■ Required work ■
• A. Reproduce the post about letting kids try word for word, from "The role that" up to and including "whatsoever; absolutely intolerable.".
• B. Summarize the post about letting kids try in two sentences.
• C. According to the post about letting kids try, what can a boss not do for a kid?

■ Text extract ■
-- start --
LET KIDS TRY – THEY MIGHT FOOL YOU AND SHOW YOU THAT YOU DON’T KNOW EVERYTHING

August 8, 2011

LET KIDS TRY – THEY MIGHT FOOL YOU AND SHOW YOU THAT YOU DON’T KNOW EVERYTHING!
Quit telling kids that they “can’t”! Let them try or else they’ll always be afraid to try or they will depend on someone else to tell them what they can do! I know these things, I’ve been there, failed and have gotten up and tried something else.
Children are often placed in a position that is established by the interests of parents, of schools, of teams, of friends and so on. They are then expected to fill that “slot” and either succeed because the one that chose them is of great premonitions or else, they fail, and they are not able to understand the concept of success and of greatness. Then that’s it! You are not expected to be good; you are allowed to be mediocre and not expected to be able to contribute. You’ve been tested and found wanting; at least in that particular endeavor/sport/class/job and on and on.
But wait a minute! Let them try twice, or three times! Or, let them quit and move on to something else. Not everyone will be the great ball player that a parent was. Then let them try another sport; or better yet, let them go on and play in band! And I’m sorry if that embarrasses you! Allow that child to mess up and go on to whatever is next. You cannot stop the creativity of that person; allow that child to be a great bike rider or a great “grease monkey” at the garage. Encourage the child to take art or shop in school. Don’t make the kid have to just be in sports. And if the only thing for that kid is to find a job then that’s ok! Make sure that the job is an experience that will lead to investigation into any other direction or area for the child.
The role that a parent, teacher, coach, friend, peer, or whatever plays in this person’s life only means that the position they hold is to give the opportunity for that kid to be a success. The boss or whoever cannot make that kid a success, they can only give them the opportunity to succeed. If “ego” gets in the way then that is not a positive but rather a block in life! And we struggle so much without having “blocks” to contend with. And the fragile adolescent needs to have opportunity and positive reinforcement rather than discouragement. This mind will not tolerate many discouragements before it gives up and takes the easy way out. Lack of recognition of success too often would lead to no attempt whatsoever; absolutely intolerable.
-- end --
■ Data items ■
-- start --
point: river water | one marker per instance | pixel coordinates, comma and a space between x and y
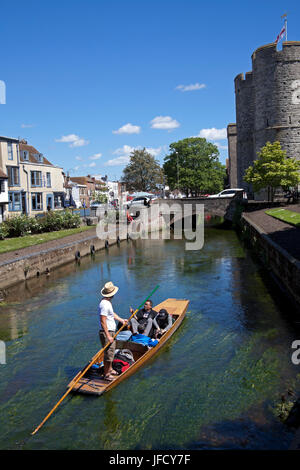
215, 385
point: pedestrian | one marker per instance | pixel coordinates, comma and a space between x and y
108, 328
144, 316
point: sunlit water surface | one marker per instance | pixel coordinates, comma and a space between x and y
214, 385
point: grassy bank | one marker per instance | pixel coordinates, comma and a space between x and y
-- end --
-- start --
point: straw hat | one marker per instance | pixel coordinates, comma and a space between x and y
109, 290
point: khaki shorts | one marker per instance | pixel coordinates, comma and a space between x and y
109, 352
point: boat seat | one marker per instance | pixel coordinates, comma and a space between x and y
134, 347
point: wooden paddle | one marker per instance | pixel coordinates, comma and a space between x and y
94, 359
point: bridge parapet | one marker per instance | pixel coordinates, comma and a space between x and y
-- end --
■ Per-task answers ■
• A.
The role that a parent, teacher, coach, friend, peer, or whatever plays in this person’s life only means that the position they hold is to give the opportunity for that kid to be a success. The boss or whoever cannot make that kid a success, they can only give them the opportunity to succeed. If “ego” gets in the way then that is not a positive but rather a block in life! And we struggle so much without having “blocks” to contend with. And the fragile adolescent needs to have opportunity and positive reinforcement rather than discouragement. This mind will not tolerate many discouragements before it gives up and takes the easy way out. Lack of recognition of success too often would lead to no attempt whatsoever; absolutely intolerable.

• B. Adults should stop telling children they "can't" and instead let them try more than once, quit, or move on to other pursuits such as band, art, shop, or a job. The adults in a child's life can only give that child the opportunity to succeed, and a fragile adolescent needs opportunity and positive reinforcement rather than discouragement.

• C. A boss cannot make that kid a success and can only give the kid the opportunity to succeed.